▸ **The problem**: Would you return every line of the listing below that has "each" in it?

▸ **Working data**:
═══
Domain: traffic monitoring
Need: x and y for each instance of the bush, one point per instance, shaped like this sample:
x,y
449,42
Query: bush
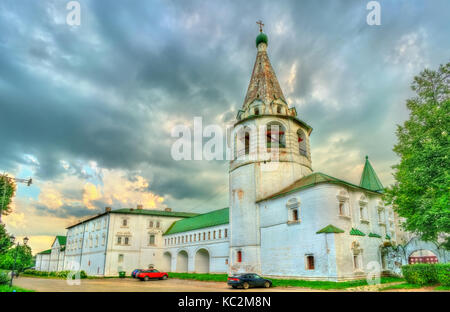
x,y
4,278
425,274
443,273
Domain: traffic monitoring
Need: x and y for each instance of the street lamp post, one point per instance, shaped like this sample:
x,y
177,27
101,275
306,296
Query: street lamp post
x,y
12,239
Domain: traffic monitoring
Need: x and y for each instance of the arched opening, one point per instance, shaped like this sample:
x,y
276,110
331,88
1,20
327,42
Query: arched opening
x,y
422,256
301,137
242,142
202,261
182,261
167,262
275,135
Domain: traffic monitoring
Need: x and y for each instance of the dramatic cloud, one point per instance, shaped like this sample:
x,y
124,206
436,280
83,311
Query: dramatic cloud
═══
▸ **Response**:
Need: x and y for each instance of the bush, one point per instance, shaped like this sample:
Need: x and y for each instance of the street lamp post, one point per instance, shaped like this sample:
Need: x and y for each instance of the arched opening, one point per instance, shaped like this sample:
Need: x and y for each instance of the dramatic cloud, one point per instance, shaped like this sample:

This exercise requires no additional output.